■ **Goal**
Turn every line of the records below into a Markdown table with the columns Row and Line, numbering each row and skipping blank lines. Leave the pictures out.
● ● ● ●
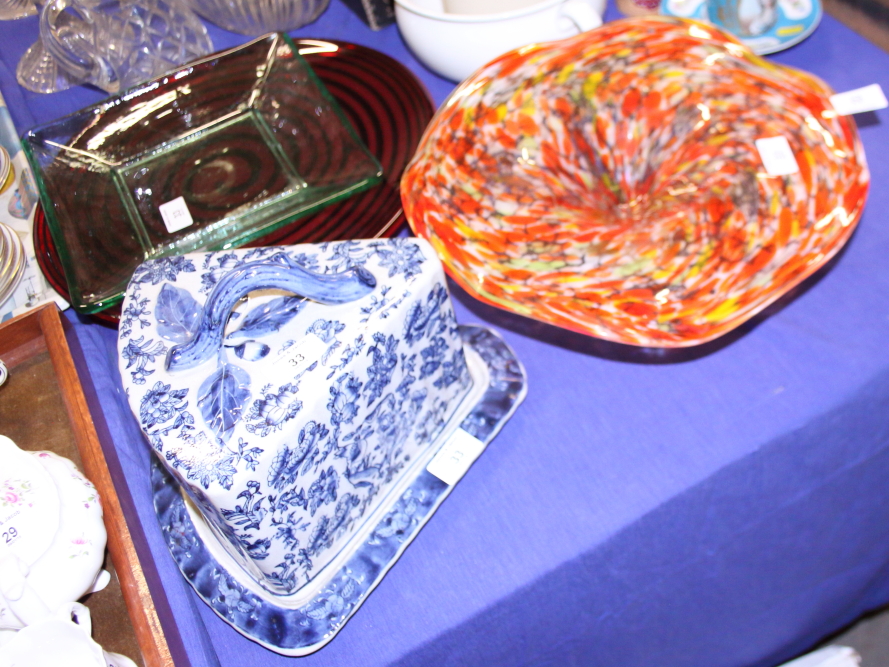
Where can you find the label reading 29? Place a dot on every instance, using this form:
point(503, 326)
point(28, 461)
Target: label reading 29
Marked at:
point(10, 535)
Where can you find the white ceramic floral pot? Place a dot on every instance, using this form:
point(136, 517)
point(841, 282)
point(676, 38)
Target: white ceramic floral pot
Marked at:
point(289, 421)
point(51, 526)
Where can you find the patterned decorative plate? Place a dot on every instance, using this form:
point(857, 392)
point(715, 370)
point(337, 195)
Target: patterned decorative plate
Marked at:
point(389, 109)
point(304, 629)
point(783, 23)
point(610, 183)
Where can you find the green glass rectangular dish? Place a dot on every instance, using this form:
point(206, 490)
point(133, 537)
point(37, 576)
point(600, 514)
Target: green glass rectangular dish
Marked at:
point(249, 139)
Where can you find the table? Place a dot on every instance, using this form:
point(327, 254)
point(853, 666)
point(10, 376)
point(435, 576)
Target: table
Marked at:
point(726, 505)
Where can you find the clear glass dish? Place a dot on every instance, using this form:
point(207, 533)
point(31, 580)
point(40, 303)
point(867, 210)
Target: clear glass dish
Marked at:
point(244, 141)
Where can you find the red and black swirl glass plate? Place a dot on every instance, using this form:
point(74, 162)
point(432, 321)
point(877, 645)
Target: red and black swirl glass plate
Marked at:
point(389, 109)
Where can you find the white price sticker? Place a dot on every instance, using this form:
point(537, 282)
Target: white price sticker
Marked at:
point(455, 457)
point(296, 358)
point(860, 100)
point(176, 215)
point(777, 156)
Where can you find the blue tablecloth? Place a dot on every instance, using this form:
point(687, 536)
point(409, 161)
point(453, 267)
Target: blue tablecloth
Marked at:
point(728, 505)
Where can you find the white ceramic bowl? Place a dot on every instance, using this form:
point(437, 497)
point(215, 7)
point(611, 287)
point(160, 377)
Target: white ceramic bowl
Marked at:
point(455, 45)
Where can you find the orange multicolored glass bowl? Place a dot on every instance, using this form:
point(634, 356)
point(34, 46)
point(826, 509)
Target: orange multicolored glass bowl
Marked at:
point(610, 183)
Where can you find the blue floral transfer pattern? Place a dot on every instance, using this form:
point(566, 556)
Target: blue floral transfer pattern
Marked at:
point(304, 629)
point(308, 413)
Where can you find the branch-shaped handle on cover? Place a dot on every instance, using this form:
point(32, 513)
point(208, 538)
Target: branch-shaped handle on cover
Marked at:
point(275, 272)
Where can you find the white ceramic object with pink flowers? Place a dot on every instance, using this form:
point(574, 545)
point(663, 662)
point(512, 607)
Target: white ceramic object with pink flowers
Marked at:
point(52, 538)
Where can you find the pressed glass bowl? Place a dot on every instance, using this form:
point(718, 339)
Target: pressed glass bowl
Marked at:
● ● ● ●
■ **Correct response**
| Row | Line |
|---|---|
| 1 | Where can you find the label reading 29? Place a dot on every instance, using this form: |
| 2 | point(503, 326) |
| 3 | point(28, 461) |
| 4 | Target: label reading 29 |
| 5 | Marked at: |
| 6 | point(10, 535) |
| 7 | Where can you find the white ceramic floral pot? Place a dot on every instance, using this form: |
| 8 | point(136, 517) |
| 9 | point(841, 282) |
| 10 | point(676, 38) |
| 11 | Target: white ceramic floral pot |
| 12 | Marked at: |
| 13 | point(289, 421) |
| 14 | point(51, 526) |
| 15 | Where can you find the patterned decorative plate? Place a dot on every instance, using this form: |
| 16 | point(857, 392) |
| 17 | point(715, 370) |
| 18 | point(337, 195) |
| 19 | Target: patterned decorative plate |
| 20 | Marked at: |
| 21 | point(389, 109) |
| 22 | point(304, 629) |
| 23 | point(783, 23) |
| 24 | point(610, 183) |
| 25 | Where can you find the green glass rectangular dish? Place a dot on every instance, using this form: |
| 26 | point(206, 490) |
| 27 | point(133, 537) |
| 28 | point(37, 576) |
| 29 | point(600, 514) |
| 30 | Target: green glass rectangular dish |
| 31 | Marked at: |
| 32 | point(249, 139) |
| 33 | Where can you find the table? Place a dot on every instance, using this form: |
| 34 | point(327, 254) |
| 35 | point(853, 666) |
| 36 | point(10, 376) |
| 37 | point(435, 576) |
| 38 | Target: table |
| 39 | Marked at: |
| 40 | point(726, 505) |
| 41 | Where can you find the clear glass dish? Place a dot on every instance, using this form: |
| 42 | point(207, 533) |
| 43 | point(31, 580) |
| 44 | point(40, 303) |
| 45 | point(867, 210) |
| 46 | Target: clear glass dish |
| 47 | Marked at: |
| 48 | point(244, 141) |
| 49 | Where can you find the red and black swirl glass plate? Place a dot on every instance, using this form: |
| 50 | point(74, 162) |
| 51 | point(432, 321) |
| 52 | point(877, 645) |
| 53 | Target: red and black swirl glass plate |
| 54 | Marked at: |
| 55 | point(389, 109) |
| 56 | Where can you find the white price sticker? Place a dot on every instance, using this form: |
| 57 | point(537, 282) |
| 58 | Target: white price sticker |
| 59 | Marked at: |
| 60 | point(455, 457) |
| 61 | point(296, 358) |
| 62 | point(860, 100) |
| 63 | point(176, 215) |
| 64 | point(777, 156) |
| 65 | Where can you find the blue tablecloth? Place a dot on every instance, using this form: |
| 66 | point(687, 536) |
| 67 | point(409, 161) |
| 68 | point(453, 267) |
| 69 | Target: blue tablecloth |
| 70 | Marked at: |
| 71 | point(728, 505) |
| 72 | Where can you find the white ceramic bowl? Place a dot on every instance, using this form: |
| 73 | point(437, 497) |
| 74 | point(215, 7) |
| 75 | point(611, 287) |
| 76 | point(160, 377) |
| 77 | Target: white ceramic bowl |
| 78 | Marked at: |
| 79 | point(455, 45) |
| 80 | Where can you find the orange multicolored glass bowl? Place a dot on every instance, using this form: |
| 81 | point(634, 356) |
| 82 | point(34, 46) |
| 83 | point(826, 509) |
| 84 | Target: orange multicolored glass bowl |
| 85 | Marked at: |
| 86 | point(610, 183) |
| 87 | Where can you find the blue floral transfer pattern? Place a dot on every instance, using this form: |
| 88 | point(566, 556) |
| 89 | Target: blue floral transfer pattern |
| 90 | Marked at: |
| 91 | point(304, 629) |
| 92 | point(308, 413) |
| 93 | Where can you find the branch-shaped handle on cover? Place a dot on every instance, using this form: |
| 94 | point(32, 513) |
| 95 | point(208, 538) |
| 96 | Target: branch-shaped handle on cover |
| 97 | Marked at: |
| 98 | point(275, 272) |
| 99 | Where can you find the white ceramic object with pink flowers? Place a dot on every instance, using this form: |
| 100 | point(574, 545) |
| 101 | point(663, 662) |
| 102 | point(512, 607) |
| 103 | Target: white ceramic object with pink flowers |
| 104 | Marked at: |
| 105 | point(52, 538) |
| 106 | Where can you find the pressed glass bowl? Place a dot on every instance, using this form: |
| 107 | point(718, 339) |
| 108 | Target: pressed glass bowl |
| 109 | Marked at: |